## WORK INSTRUCTIONS
Give the data again exactly, without images.

--- MATERIAL FOR THIS EXERCISE ---

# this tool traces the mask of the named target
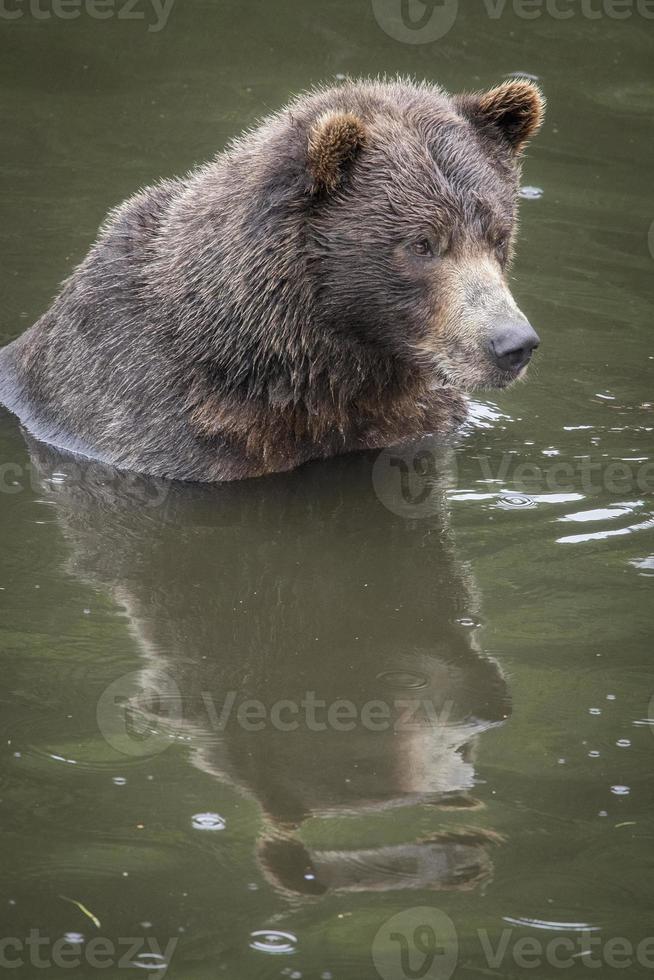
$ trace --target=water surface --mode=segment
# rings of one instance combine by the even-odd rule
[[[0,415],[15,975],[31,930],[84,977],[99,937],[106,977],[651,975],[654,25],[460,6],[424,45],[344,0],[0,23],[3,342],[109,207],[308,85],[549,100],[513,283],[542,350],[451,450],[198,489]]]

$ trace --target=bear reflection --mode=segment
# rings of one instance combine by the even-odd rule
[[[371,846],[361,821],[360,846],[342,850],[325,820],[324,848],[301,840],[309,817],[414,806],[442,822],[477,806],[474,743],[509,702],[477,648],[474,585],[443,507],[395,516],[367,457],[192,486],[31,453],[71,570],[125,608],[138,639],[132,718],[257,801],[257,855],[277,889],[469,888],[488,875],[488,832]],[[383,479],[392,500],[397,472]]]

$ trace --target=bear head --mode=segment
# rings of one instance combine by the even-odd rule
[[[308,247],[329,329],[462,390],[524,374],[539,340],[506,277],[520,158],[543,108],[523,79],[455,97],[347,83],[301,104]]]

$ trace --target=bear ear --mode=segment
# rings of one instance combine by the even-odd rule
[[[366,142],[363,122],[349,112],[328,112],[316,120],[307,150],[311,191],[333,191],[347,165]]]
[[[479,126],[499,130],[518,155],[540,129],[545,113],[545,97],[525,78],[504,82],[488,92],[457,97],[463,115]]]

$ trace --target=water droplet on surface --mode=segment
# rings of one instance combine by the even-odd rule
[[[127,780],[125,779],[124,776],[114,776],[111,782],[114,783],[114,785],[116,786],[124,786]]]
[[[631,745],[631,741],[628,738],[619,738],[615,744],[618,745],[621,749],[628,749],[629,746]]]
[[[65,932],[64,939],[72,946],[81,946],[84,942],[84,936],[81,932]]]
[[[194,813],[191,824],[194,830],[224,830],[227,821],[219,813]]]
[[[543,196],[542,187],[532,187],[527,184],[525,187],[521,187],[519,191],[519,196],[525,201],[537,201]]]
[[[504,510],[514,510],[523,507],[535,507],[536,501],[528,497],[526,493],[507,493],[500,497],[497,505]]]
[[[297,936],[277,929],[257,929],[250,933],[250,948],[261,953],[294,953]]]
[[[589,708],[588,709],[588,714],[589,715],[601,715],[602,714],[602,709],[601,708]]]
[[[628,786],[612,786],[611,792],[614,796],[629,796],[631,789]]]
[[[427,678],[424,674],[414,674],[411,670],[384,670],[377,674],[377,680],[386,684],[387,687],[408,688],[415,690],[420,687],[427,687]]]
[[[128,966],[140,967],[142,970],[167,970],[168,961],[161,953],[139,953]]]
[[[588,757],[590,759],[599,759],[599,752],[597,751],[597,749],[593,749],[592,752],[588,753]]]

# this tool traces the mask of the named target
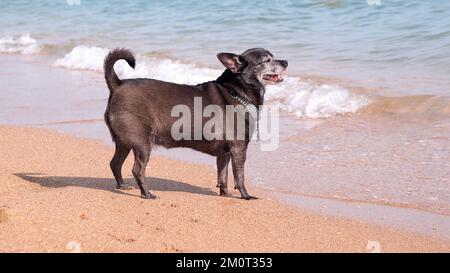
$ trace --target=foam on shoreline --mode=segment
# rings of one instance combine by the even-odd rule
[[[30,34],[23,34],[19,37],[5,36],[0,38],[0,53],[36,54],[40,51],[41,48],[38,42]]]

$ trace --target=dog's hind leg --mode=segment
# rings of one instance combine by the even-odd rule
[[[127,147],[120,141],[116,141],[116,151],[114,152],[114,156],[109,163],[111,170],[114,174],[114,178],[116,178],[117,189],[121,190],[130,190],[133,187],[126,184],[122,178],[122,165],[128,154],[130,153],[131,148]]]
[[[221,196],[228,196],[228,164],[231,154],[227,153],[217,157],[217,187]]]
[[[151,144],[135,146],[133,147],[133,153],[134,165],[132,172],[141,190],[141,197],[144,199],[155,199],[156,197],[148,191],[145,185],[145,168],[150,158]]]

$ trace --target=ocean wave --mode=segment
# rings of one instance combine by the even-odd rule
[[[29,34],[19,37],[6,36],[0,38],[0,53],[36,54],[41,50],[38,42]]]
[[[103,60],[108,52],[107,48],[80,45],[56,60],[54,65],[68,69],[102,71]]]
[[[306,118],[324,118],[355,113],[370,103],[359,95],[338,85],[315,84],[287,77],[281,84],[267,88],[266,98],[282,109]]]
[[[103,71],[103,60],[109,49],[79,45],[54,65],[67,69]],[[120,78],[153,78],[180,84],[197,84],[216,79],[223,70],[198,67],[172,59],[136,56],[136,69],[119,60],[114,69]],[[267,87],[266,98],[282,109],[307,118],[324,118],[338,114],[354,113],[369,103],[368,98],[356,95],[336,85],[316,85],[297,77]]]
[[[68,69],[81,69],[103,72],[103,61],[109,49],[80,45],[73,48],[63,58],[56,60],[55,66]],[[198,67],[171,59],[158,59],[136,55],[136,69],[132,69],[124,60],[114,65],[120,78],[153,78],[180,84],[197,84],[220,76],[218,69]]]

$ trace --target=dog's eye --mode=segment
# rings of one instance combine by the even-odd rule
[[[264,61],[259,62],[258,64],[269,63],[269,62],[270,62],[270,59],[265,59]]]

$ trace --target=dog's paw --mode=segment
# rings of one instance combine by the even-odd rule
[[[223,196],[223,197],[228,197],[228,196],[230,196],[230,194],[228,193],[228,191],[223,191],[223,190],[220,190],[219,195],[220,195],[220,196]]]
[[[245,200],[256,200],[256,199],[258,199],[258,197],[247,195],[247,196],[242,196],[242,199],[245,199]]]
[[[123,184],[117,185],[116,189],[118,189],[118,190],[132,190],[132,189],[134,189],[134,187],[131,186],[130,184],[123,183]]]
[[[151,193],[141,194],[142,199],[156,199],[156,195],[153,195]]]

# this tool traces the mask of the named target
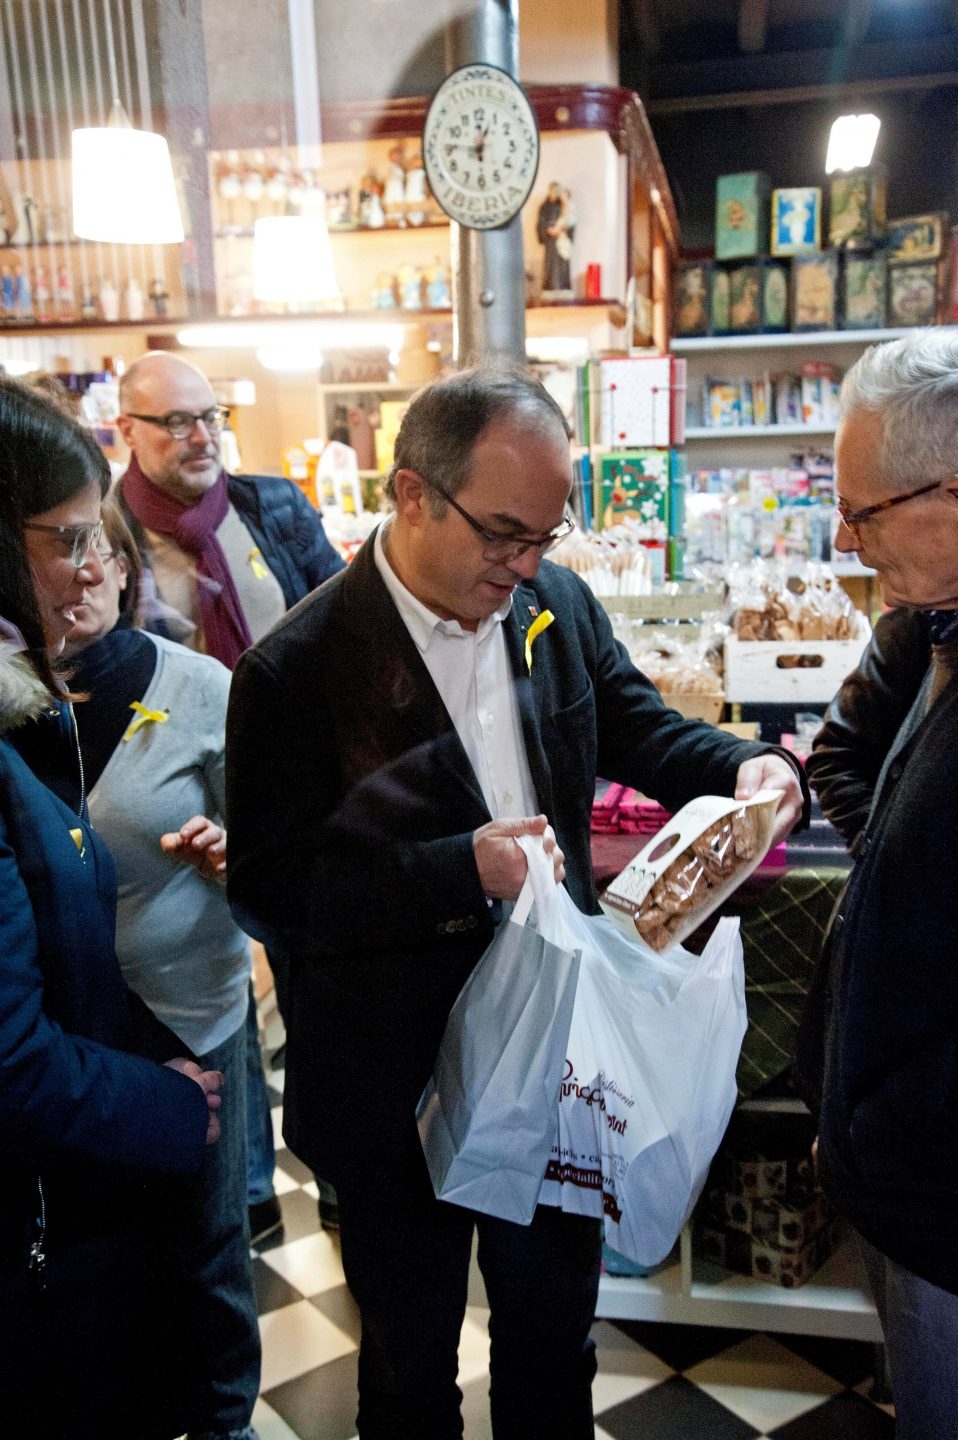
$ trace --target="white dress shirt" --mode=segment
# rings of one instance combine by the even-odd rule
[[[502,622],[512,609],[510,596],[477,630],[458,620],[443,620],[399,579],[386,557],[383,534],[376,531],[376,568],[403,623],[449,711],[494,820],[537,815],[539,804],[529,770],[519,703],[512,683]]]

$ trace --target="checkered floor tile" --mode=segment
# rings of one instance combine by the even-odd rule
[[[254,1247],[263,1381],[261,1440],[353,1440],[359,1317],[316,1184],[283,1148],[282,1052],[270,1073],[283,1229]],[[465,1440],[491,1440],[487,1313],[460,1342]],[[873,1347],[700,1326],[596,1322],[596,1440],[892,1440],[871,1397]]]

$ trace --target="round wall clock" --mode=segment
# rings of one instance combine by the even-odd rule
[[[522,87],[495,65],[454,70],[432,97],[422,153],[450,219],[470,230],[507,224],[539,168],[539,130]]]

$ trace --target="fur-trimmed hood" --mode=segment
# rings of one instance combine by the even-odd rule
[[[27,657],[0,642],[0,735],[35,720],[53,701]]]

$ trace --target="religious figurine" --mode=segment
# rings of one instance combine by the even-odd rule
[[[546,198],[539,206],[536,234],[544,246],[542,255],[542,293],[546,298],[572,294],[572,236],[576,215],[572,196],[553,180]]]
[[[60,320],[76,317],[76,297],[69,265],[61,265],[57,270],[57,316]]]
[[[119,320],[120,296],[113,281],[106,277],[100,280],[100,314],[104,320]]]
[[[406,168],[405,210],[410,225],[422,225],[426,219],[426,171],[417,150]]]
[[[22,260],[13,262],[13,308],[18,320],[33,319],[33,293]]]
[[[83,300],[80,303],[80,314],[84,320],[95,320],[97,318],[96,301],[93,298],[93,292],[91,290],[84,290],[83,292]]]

---

## EXERCISE OUTPUT
# this tool traces the mask of the named target
$ trace --target=water surface --mode=segment
# rings of one instance combine by the even-odd rule
[[[0,415],[15,975],[31,930],[84,977],[99,937],[106,977],[651,975],[654,25],[460,6],[424,45],[344,0],[0,23],[3,342],[109,207],[308,85],[549,100],[513,283],[542,350],[451,450],[198,489]]]

$ trace --target=bear reflection --mode=segment
# rings of one instance combine by the even-odd rule
[[[371,846],[361,821],[360,846],[342,850],[325,820],[324,848],[301,840],[309,817],[414,806],[442,822],[477,806],[474,743],[509,702],[477,648],[474,585],[443,507],[395,516],[367,457],[192,486],[31,453],[71,570],[125,608],[138,639],[132,718],[257,801],[257,855],[277,889],[469,888],[488,875],[488,832]],[[383,479],[392,500],[397,472]]]

$ trace --target=bear head --mode=segment
# rings of one instance combine by the even-odd rule
[[[308,247],[329,329],[462,390],[524,374],[539,340],[506,277],[520,158],[543,108],[523,79],[455,97],[347,83],[301,104]]]

$ trace --target=bear ear --mode=segment
# rings of one instance combine by the even-odd rule
[[[366,142],[363,122],[349,112],[328,112],[316,120],[307,150],[311,191],[333,191],[347,165]]]
[[[479,126],[499,130],[518,155],[540,129],[545,113],[545,97],[525,78],[504,82],[488,92],[457,97],[463,115]]]

$ trace --target=water droplet on surface --mode=segment
# rings of one instance combine by the even-odd rule
[[[127,780],[125,779],[124,776],[114,776],[111,782],[114,783],[114,785],[116,786],[124,786]]]
[[[631,745],[631,741],[628,738],[619,738],[615,744],[618,745],[621,749],[628,749],[629,746]]]
[[[65,932],[64,939],[72,946],[81,946],[84,942],[84,936],[81,932]]]
[[[194,813],[191,824],[194,830],[224,830],[227,821],[219,813]]]
[[[543,196],[542,187],[532,187],[527,184],[525,187],[521,187],[519,191],[519,196],[525,201],[537,201]]]
[[[504,510],[514,510],[523,507],[535,507],[536,501],[528,497],[526,493],[507,493],[500,497],[497,505]]]
[[[297,936],[277,929],[257,929],[250,933],[250,948],[261,953],[294,953]]]
[[[589,708],[588,709],[588,714],[589,715],[601,715],[602,714],[602,709],[601,708]]]
[[[628,786],[612,786],[611,792],[614,796],[629,796],[631,789]]]
[[[427,678],[424,674],[414,674],[411,670],[384,670],[377,674],[377,680],[386,684],[387,687],[408,688],[415,690],[420,687],[427,687]]]
[[[128,966],[140,967],[142,970],[167,970],[168,961],[161,953],[139,953]]]
[[[588,757],[590,759],[599,759],[599,752],[597,751],[597,749],[593,749],[592,752],[588,753]]]

# this tool traces the mask of the named target
$ trace --target=foam on shoreline --mode=segment
# rings of one instance combine by the even-odd rule
[[[30,34],[23,34],[19,37],[5,36],[0,38],[0,53],[36,54],[40,51],[41,48],[38,42]]]

$ trace --target=dog's hind leg --mode=segment
# rings of one instance combine by the even-odd rule
[[[127,147],[120,141],[116,141],[116,151],[114,152],[114,156],[109,163],[111,170],[114,174],[114,178],[116,178],[117,189],[121,190],[130,190],[133,187],[126,184],[122,178],[122,165],[128,154],[130,153],[131,148]]]
[[[221,196],[228,196],[228,164],[231,154],[227,153],[217,157],[217,187]]]
[[[151,144],[135,146],[133,147],[133,153],[134,165],[132,172],[141,190],[141,197],[144,199],[155,199],[156,197],[148,191],[145,185],[145,168],[150,158]]]

$ trace --target=ocean wave --mode=segment
# rings of one instance combine by the even-odd rule
[[[29,34],[19,37],[6,36],[0,38],[0,53],[36,54],[41,50],[38,42]]]
[[[103,60],[108,52],[107,48],[80,45],[56,60],[54,65],[68,69],[102,71]]]
[[[306,118],[324,118],[355,113],[370,103],[359,95],[338,85],[315,84],[287,77],[281,84],[267,88],[266,98],[282,109]]]
[[[103,71],[103,60],[109,49],[79,45],[54,65],[67,69]],[[120,78],[153,78],[180,84],[197,84],[216,79],[223,70],[198,67],[172,59],[136,56],[136,69],[119,60],[114,69]],[[267,87],[266,98],[282,109],[307,118],[324,118],[338,114],[354,113],[369,103],[368,98],[356,95],[336,85],[316,85],[297,77]]]
[[[68,69],[81,69],[103,72],[103,61],[109,49],[80,45],[73,48],[63,58],[56,60],[55,66]],[[198,67],[171,59],[158,59],[136,55],[136,69],[132,69],[124,60],[114,65],[120,78],[153,78],[180,84],[197,84],[220,76],[218,69]]]

$ trace --target=dog's eye --mode=segment
# rings of one instance combine by the even-odd rule
[[[264,61],[259,62],[258,64],[269,63],[269,62],[270,62],[270,59],[265,59]]]

$ trace --target=dog's paw --mode=segment
# rings of one instance combine by the even-odd rule
[[[223,196],[223,197],[228,197],[228,196],[230,196],[230,194],[228,193],[228,191],[223,191],[223,190],[220,190],[219,195],[220,195],[220,196]]]
[[[245,200],[256,200],[256,199],[258,199],[258,197],[247,195],[247,196],[242,196],[242,199],[245,199]]]
[[[123,184],[117,185],[116,189],[118,189],[118,190],[132,190],[132,189],[134,189],[134,187],[131,186],[130,184],[123,183]]]
[[[151,193],[141,194],[142,199],[156,199],[156,195],[153,195]]]

# this tool traces the mask of the named target
$ trace --target="white dress shirt" --mode=segment
# rings of one instance combine by the even-odd rule
[[[502,622],[512,609],[510,596],[477,630],[458,620],[443,620],[399,579],[386,557],[383,534],[376,531],[376,568],[403,623],[449,711],[494,820],[537,815],[539,804],[529,770],[519,703],[512,683]]]

$ trace --target="checkered floor tile" --mode=segment
# rings of one instance combine by the even-odd rule
[[[254,1247],[263,1381],[261,1440],[353,1440],[359,1317],[316,1184],[283,1148],[282,1052],[270,1073],[283,1229]],[[465,1440],[491,1440],[487,1313],[460,1342]],[[873,1347],[700,1326],[596,1322],[596,1440],[892,1440],[871,1397]]]

$ trace --target="round wall clock" --mode=segment
# rings of one instance combine by the even-odd rule
[[[522,87],[495,65],[454,70],[432,97],[422,153],[450,219],[470,230],[507,224],[539,168],[539,130]]]

$ trace --target="fur-trimmed hood" --mode=segment
# rings of one instance combine by the even-odd rule
[[[27,657],[0,642],[0,735],[35,720],[53,701]]]

$ trace --target="religious figurine" --mode=segment
# rings of one instance combine by the even-odd rule
[[[546,198],[539,206],[536,234],[544,246],[542,255],[542,293],[546,298],[572,294],[572,236],[576,215],[572,196],[553,180]]]
[[[60,320],[76,317],[76,297],[69,265],[61,265],[57,270],[57,316]]]
[[[119,320],[120,296],[113,281],[106,277],[100,280],[100,314],[104,320]]]
[[[406,168],[405,210],[410,225],[422,225],[426,219],[426,171],[417,150]]]
[[[22,260],[13,262],[13,308],[18,320],[33,319],[33,293]]]
[[[83,300],[80,303],[80,314],[84,320],[95,320],[97,318],[96,301],[93,298],[93,292],[91,290],[84,290],[83,292]]]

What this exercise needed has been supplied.